**To be done:**
Output, please, every line from the line that holds "If you could pick out the distant mountain" to the end, exactly as written.

**Input:**
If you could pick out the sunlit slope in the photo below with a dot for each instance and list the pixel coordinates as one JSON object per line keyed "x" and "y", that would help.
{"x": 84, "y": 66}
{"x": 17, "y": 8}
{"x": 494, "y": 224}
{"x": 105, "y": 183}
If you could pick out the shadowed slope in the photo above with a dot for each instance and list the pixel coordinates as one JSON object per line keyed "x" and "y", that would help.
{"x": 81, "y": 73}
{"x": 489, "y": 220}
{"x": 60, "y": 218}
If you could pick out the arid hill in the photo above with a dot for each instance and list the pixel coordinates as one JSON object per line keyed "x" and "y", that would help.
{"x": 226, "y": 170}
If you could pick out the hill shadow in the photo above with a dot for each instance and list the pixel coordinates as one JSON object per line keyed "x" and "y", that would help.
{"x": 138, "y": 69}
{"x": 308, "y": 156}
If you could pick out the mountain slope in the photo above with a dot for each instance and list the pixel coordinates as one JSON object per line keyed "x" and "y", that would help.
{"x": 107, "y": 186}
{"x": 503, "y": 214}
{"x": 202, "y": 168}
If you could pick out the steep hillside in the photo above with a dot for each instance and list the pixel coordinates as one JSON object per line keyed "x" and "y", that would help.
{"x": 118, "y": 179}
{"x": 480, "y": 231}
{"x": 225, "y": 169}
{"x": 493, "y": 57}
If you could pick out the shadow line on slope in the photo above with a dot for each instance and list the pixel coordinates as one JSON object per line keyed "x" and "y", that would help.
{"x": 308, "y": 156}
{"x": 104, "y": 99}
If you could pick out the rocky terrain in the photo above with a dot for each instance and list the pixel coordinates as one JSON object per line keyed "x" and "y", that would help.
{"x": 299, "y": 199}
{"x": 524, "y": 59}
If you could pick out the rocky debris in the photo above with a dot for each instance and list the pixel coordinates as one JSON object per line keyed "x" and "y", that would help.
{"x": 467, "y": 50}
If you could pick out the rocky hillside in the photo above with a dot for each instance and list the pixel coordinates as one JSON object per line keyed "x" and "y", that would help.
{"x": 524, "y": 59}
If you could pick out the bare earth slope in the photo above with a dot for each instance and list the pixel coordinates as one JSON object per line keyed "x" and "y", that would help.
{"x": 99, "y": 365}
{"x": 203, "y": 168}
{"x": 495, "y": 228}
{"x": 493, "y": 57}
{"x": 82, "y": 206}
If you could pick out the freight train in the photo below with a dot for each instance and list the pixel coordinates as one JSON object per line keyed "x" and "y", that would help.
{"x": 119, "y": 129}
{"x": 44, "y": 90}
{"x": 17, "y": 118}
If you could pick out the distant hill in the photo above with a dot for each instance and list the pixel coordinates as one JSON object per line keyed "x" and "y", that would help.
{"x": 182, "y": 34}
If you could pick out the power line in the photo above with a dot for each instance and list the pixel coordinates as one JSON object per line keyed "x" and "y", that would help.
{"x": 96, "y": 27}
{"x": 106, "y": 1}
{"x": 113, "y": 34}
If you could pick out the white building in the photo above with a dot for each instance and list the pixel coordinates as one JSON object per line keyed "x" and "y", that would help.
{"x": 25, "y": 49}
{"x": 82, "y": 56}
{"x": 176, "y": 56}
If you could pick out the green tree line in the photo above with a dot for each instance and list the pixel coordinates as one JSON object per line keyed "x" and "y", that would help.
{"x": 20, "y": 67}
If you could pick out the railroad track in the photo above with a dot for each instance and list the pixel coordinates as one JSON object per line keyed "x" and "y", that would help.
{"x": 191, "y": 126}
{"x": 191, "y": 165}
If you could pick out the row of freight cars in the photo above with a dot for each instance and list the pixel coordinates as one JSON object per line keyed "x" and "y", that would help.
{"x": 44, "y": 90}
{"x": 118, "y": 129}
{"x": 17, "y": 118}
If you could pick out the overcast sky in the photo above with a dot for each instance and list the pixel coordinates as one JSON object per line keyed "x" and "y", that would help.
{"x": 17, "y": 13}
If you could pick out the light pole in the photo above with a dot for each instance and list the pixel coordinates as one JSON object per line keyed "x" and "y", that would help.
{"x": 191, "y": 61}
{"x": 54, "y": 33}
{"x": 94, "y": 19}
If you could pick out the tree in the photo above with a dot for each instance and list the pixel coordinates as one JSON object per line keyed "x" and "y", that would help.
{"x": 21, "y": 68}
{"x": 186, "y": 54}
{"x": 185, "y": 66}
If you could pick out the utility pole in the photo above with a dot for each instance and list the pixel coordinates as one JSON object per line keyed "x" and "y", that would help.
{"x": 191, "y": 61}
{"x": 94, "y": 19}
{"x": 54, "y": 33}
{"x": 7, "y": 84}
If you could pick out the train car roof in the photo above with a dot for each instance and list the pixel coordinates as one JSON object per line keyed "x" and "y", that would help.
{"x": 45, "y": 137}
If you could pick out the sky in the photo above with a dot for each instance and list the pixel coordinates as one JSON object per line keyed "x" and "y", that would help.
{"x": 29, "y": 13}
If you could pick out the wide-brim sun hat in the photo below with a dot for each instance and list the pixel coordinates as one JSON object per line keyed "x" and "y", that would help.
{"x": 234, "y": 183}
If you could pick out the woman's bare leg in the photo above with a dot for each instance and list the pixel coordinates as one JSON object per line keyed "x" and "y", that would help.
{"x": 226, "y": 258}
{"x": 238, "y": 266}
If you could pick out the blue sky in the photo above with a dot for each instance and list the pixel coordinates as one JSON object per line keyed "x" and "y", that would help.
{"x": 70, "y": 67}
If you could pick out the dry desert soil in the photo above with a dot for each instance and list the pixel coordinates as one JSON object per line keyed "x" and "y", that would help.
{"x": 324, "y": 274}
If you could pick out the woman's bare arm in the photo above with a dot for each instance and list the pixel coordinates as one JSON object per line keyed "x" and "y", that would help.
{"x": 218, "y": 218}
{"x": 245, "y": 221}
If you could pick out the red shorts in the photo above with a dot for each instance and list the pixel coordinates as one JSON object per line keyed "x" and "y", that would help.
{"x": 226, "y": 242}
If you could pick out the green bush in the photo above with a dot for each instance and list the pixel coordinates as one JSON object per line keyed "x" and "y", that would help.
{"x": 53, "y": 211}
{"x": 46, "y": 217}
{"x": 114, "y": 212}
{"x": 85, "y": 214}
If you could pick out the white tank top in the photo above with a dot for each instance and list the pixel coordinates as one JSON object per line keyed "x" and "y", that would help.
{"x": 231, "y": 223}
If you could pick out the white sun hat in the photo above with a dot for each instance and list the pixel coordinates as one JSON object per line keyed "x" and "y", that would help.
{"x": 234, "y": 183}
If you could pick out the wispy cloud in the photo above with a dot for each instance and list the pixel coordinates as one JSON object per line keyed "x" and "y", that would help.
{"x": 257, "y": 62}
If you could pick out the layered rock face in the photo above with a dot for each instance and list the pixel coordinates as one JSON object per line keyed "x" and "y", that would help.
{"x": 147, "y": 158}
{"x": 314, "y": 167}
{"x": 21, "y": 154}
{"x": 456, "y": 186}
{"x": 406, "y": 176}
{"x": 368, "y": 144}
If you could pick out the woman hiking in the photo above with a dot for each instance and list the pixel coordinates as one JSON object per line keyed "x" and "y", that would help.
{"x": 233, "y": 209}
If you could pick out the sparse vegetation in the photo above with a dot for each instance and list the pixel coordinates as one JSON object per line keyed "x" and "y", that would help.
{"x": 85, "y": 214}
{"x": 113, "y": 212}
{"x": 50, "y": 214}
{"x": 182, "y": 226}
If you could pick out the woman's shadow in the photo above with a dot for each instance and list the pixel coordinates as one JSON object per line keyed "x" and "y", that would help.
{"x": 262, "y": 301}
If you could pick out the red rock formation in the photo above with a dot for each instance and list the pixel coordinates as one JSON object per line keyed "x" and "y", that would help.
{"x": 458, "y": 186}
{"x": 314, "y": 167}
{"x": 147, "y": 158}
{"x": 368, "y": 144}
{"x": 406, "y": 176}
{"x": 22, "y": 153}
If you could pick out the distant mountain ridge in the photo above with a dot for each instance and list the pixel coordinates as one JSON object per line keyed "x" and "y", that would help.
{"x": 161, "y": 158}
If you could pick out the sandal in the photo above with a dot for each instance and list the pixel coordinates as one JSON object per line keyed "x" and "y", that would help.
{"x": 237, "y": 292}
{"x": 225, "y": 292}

**Solution to this problem:**
If you could pick out the distant mountain ridge in the photo above with a dot for each instance and list the pixel coordinates as one JSON object per line keyed "x" and "y", that would help.
{"x": 161, "y": 158}
If you could pick out the sandal in the photo above with a dot for each instance and list the pixel coordinates as one JSON object per line keyed "x" and "y", that would help.
{"x": 237, "y": 292}
{"x": 225, "y": 292}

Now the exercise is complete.